*Task data:*
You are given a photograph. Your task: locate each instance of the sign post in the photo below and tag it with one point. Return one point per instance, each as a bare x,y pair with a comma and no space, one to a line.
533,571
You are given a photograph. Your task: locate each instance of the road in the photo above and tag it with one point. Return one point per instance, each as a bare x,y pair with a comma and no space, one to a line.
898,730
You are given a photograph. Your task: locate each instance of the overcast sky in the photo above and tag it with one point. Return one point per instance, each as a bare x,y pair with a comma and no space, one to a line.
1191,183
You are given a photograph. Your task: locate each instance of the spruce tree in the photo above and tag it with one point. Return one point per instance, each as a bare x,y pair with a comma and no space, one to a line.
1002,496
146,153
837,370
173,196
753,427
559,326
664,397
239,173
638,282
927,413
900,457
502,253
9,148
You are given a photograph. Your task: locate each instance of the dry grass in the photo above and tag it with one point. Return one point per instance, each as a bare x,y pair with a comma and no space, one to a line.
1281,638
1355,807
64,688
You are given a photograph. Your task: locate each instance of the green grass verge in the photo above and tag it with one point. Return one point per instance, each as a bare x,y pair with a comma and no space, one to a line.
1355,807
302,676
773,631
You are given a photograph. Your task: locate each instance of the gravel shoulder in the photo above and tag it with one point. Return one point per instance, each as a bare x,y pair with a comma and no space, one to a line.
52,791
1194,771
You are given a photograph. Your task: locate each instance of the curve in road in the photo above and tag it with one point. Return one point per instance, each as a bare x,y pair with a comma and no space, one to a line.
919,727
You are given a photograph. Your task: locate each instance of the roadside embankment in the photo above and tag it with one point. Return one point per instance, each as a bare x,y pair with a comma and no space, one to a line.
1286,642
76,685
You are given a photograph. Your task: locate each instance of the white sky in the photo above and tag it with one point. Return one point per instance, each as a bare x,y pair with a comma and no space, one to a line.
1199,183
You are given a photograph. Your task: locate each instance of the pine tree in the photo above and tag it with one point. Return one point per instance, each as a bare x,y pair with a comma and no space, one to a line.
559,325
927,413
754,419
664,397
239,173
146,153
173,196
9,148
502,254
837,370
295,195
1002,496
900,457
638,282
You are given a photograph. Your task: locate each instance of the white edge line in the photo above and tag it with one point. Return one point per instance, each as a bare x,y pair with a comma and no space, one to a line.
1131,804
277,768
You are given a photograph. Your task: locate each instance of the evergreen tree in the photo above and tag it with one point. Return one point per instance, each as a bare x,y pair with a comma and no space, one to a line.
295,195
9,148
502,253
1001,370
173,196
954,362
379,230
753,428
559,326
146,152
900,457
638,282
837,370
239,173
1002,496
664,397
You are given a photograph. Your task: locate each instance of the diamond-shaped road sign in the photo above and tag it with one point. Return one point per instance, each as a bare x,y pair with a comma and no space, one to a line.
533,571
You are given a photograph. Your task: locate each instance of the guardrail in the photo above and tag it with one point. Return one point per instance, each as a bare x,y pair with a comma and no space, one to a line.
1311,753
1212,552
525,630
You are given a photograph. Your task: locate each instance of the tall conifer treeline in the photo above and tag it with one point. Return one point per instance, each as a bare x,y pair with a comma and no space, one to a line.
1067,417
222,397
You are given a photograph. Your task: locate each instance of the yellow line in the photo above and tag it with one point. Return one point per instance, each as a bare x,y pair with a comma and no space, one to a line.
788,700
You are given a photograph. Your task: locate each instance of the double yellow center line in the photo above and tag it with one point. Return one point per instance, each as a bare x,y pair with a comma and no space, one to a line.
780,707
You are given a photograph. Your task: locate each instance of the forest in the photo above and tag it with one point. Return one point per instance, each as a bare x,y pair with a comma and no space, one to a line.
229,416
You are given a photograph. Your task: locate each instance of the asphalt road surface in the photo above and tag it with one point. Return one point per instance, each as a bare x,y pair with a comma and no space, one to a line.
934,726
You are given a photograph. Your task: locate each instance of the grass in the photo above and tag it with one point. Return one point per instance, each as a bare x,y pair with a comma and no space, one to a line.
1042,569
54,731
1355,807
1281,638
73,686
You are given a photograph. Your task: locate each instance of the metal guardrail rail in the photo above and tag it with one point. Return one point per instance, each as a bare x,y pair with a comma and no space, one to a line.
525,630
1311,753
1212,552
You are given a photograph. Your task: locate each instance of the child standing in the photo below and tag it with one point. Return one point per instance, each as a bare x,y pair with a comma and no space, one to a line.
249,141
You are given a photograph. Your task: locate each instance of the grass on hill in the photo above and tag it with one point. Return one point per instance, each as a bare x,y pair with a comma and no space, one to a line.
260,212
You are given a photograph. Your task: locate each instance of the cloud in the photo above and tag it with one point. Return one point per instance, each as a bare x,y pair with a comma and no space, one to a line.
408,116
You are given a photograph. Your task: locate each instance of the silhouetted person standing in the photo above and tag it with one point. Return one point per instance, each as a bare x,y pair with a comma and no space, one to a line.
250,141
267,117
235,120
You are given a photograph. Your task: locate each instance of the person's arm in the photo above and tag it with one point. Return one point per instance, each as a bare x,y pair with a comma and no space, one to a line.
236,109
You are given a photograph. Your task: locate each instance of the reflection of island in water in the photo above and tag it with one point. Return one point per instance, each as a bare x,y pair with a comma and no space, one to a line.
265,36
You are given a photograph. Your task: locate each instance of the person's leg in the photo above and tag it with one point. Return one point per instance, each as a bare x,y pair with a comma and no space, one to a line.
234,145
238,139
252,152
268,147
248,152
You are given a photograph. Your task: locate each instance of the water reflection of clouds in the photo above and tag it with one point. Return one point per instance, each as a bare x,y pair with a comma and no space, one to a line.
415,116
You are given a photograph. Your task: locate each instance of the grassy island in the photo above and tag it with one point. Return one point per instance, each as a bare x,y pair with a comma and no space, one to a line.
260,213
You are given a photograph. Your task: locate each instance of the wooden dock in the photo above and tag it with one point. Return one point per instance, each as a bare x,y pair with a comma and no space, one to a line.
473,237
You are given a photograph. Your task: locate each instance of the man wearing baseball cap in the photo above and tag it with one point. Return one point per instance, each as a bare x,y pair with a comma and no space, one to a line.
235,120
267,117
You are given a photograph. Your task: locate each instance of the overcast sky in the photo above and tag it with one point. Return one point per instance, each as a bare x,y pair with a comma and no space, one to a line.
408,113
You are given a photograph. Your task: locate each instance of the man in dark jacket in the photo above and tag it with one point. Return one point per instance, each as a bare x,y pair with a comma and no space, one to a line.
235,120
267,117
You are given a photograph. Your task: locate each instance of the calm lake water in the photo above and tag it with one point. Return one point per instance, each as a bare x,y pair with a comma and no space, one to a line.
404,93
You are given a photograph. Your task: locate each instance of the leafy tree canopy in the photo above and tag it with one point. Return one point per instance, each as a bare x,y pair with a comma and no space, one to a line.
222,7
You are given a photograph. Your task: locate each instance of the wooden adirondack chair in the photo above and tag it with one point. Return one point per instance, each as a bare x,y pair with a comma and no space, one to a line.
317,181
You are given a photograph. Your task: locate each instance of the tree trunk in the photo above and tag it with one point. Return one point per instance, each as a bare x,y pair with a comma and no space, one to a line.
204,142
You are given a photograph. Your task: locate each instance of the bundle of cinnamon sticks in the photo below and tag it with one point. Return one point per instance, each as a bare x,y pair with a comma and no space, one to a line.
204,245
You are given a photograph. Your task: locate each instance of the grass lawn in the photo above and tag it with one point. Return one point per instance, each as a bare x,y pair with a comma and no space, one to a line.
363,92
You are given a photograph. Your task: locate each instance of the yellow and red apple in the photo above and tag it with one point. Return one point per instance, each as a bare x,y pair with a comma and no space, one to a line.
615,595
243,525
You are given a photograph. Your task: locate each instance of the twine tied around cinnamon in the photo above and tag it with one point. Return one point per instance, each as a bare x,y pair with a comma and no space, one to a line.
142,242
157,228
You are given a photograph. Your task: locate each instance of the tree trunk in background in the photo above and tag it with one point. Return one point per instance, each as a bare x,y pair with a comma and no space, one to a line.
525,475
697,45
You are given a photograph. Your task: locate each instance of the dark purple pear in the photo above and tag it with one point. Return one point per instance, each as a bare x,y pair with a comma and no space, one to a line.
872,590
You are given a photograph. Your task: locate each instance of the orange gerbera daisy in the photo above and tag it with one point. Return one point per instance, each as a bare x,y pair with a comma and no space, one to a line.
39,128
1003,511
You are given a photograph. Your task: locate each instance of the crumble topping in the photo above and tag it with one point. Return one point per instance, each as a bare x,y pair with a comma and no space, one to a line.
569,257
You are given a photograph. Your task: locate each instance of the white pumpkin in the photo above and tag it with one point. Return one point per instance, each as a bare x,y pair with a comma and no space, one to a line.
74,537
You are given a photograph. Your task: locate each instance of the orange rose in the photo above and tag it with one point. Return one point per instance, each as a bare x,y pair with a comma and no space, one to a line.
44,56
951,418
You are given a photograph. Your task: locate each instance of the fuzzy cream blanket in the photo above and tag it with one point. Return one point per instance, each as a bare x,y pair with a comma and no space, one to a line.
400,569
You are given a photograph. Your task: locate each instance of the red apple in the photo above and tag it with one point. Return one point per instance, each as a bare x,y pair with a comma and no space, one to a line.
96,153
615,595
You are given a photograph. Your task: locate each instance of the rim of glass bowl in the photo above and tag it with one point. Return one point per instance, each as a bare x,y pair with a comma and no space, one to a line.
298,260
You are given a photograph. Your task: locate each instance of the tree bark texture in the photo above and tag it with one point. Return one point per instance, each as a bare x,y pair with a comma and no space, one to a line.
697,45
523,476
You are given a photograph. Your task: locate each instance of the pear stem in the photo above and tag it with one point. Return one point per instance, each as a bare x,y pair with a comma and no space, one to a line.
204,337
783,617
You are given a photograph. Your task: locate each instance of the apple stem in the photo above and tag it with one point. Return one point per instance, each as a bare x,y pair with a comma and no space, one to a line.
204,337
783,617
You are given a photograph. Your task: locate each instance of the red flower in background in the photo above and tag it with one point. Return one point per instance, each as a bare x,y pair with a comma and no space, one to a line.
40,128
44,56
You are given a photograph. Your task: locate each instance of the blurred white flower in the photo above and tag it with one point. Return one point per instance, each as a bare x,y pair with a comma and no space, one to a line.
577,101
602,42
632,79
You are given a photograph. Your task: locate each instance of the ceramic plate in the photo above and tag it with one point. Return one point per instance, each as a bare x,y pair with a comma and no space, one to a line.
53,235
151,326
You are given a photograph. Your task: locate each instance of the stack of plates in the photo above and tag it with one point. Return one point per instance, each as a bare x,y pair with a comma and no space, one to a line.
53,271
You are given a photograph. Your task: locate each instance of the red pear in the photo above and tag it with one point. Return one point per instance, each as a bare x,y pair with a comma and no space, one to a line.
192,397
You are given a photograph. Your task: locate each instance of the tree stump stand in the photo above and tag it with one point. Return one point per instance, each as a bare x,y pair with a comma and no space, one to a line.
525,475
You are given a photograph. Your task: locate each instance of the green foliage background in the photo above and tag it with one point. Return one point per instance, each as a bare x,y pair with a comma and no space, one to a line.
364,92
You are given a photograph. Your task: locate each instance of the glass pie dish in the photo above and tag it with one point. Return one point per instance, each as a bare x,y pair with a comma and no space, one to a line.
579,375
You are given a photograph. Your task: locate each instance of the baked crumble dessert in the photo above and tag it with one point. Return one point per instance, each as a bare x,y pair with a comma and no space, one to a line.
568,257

*Exercise requirements:*
Return the lines above, from the one containing "of the glass" to the end, exactly as they stand.

*Correct result:*
You are given a photograph. Your task: locate each instance of the glass pie dish in the photo above and tag it with one point. Return one point per instance, each as a bare x,y pair with a comma and no space, one to a line.
579,375
You are given a photograph. Your task: locate each instance of the baked crumble dessert in the photo above and tag it with one point. Return one point per instance, each as a bare x,y pair with a comma and no space, one to a line.
568,257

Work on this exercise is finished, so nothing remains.